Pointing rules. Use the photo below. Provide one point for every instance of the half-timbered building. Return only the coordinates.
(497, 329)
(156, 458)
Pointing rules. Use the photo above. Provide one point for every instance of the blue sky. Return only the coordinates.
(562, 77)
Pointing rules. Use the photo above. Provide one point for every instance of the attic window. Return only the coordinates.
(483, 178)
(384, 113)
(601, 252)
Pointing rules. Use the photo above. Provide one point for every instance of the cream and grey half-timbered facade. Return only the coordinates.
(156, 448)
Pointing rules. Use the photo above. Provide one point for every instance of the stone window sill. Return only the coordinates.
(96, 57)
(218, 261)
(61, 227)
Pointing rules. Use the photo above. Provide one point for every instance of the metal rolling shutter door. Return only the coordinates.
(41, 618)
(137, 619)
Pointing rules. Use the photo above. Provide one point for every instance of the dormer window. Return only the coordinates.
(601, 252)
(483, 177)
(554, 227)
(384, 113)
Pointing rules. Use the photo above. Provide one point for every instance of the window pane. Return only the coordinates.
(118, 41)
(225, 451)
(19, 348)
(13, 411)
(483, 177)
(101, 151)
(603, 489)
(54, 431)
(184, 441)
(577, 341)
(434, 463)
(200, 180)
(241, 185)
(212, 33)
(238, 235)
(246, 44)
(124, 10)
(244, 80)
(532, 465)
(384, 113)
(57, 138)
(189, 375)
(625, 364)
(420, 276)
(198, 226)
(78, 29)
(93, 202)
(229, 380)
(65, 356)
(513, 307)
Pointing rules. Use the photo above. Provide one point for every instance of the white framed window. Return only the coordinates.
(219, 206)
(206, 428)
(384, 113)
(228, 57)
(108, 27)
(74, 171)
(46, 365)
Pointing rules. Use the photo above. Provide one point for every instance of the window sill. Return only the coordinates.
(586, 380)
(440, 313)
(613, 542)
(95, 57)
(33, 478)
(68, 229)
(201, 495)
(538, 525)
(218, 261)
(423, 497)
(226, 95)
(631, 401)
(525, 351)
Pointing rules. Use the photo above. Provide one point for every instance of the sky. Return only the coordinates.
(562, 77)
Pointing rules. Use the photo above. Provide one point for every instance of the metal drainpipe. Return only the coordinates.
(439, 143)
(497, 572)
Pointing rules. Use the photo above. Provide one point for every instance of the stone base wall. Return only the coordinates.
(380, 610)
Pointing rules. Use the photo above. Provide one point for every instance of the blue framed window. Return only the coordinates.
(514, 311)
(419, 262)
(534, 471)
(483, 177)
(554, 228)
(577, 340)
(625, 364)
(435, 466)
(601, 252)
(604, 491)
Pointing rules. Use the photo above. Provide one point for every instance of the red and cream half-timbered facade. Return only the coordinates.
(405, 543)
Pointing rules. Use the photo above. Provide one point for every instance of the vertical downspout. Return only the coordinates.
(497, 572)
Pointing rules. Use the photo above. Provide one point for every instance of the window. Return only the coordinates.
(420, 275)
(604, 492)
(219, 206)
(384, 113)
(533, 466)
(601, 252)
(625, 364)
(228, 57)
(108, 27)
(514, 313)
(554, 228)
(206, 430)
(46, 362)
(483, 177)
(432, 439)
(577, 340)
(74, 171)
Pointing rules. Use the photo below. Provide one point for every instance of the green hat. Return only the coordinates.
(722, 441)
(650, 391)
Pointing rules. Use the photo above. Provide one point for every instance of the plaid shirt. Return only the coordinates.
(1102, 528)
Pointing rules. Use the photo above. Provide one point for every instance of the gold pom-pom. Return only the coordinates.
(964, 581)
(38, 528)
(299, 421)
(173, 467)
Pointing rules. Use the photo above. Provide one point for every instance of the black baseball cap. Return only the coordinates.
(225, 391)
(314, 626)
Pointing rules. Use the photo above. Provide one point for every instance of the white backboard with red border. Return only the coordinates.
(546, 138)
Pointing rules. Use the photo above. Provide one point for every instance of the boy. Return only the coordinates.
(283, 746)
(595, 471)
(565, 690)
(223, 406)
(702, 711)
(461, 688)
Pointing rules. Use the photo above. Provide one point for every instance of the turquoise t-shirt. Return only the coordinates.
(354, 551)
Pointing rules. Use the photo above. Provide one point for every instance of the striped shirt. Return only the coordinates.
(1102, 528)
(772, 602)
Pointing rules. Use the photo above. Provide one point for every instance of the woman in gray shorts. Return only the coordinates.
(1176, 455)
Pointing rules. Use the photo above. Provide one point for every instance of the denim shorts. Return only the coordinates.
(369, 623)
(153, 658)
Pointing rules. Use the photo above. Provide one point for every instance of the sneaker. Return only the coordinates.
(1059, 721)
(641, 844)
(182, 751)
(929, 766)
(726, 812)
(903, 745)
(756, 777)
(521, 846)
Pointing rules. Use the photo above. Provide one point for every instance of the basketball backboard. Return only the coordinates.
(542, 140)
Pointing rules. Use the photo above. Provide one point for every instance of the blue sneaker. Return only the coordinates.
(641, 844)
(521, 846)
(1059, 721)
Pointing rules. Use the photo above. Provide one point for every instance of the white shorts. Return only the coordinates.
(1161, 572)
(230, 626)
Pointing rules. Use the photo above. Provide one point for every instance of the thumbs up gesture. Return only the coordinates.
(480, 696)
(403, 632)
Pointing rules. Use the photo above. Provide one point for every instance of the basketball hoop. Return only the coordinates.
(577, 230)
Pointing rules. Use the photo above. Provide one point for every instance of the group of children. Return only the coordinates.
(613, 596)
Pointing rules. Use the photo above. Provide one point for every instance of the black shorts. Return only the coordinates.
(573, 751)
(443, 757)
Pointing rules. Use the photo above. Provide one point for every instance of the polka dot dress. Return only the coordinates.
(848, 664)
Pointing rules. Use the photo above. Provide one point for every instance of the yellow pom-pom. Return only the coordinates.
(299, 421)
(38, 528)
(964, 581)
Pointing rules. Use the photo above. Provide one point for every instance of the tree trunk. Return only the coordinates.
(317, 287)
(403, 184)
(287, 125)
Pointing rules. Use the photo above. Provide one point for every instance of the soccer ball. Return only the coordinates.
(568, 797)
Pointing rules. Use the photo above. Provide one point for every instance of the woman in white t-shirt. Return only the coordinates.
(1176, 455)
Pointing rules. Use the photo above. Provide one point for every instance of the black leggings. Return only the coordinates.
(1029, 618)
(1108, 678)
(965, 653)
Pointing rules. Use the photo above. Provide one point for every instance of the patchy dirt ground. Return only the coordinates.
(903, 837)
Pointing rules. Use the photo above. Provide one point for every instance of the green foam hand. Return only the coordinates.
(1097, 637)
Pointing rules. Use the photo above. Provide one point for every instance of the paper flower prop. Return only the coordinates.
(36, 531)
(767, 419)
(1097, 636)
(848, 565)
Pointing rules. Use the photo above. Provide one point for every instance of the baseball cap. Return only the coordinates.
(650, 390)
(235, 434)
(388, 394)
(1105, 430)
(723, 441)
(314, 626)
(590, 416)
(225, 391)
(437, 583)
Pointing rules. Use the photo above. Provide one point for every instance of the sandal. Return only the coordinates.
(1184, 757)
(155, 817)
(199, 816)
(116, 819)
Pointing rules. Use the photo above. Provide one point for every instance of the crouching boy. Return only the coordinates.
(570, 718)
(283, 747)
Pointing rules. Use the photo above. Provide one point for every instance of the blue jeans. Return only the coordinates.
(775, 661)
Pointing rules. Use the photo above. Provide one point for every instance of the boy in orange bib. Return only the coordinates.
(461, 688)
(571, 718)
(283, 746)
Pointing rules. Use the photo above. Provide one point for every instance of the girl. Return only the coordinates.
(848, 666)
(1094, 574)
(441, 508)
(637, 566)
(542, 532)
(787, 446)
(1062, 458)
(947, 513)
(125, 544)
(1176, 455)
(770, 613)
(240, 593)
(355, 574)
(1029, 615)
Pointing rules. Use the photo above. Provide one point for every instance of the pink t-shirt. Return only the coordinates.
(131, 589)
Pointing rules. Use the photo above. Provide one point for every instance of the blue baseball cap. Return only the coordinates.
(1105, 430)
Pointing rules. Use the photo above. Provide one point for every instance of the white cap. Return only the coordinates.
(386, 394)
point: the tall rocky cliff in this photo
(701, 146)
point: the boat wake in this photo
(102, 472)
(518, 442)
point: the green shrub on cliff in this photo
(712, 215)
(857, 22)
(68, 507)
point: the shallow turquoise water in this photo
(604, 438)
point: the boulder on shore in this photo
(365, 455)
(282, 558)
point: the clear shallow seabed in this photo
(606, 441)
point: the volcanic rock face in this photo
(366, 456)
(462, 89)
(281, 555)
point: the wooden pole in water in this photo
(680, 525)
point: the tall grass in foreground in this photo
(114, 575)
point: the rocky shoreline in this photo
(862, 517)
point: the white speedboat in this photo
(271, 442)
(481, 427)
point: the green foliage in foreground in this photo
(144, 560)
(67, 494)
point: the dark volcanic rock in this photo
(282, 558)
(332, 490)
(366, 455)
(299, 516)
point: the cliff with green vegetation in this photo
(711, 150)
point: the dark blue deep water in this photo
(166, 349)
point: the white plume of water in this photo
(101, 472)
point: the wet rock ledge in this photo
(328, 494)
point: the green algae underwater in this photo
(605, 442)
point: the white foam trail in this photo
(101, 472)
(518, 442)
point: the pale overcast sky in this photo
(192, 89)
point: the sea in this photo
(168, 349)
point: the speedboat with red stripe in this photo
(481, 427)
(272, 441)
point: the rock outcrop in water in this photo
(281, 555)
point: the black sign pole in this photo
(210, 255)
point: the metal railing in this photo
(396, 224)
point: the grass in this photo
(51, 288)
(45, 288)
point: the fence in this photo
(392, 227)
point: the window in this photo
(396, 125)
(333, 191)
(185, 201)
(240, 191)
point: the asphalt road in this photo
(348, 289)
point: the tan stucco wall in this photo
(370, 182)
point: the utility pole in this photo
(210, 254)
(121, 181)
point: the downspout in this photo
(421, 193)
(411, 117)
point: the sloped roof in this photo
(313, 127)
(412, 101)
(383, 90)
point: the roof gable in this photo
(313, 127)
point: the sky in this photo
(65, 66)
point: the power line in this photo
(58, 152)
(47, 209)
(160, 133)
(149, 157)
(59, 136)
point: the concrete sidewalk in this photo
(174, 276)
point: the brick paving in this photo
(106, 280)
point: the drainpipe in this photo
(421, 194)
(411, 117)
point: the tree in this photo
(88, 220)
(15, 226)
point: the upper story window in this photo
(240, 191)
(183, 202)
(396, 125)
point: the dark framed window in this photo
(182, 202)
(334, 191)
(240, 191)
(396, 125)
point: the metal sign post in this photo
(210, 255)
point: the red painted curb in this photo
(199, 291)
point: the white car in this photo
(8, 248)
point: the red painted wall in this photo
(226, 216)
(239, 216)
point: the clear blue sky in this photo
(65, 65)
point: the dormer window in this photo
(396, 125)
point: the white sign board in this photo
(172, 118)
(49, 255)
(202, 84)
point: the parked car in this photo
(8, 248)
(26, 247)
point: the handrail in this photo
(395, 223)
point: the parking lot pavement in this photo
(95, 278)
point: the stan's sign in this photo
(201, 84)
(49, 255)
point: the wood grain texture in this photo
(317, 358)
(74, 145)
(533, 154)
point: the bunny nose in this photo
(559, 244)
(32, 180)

To do » Each line from the one containing "point: the red painted curb in this photo" through the final line of the listing above should be returned exactly; return nothing else.

Result for this task »
point: the red painted curb in this photo
(199, 291)
point: the white car in this photo
(8, 248)
point: the red painted wall in this photo
(226, 216)
(239, 216)
point: the clear blue sky in this photo
(65, 65)
point: the dormer window in this photo
(396, 125)
point: the white sign board in this photo
(172, 118)
(49, 255)
(202, 84)
point: the parked car in this photo
(8, 248)
(26, 247)
point: the handrail in this photo
(395, 223)
point: the parking lot pavement in this photo
(95, 278)
point: the stan's sign in this photo
(201, 84)
(49, 255)
point: the wood grain texture in this photo
(317, 358)
(74, 145)
(533, 154)
point: the bunny nose in this photo
(559, 244)
(32, 180)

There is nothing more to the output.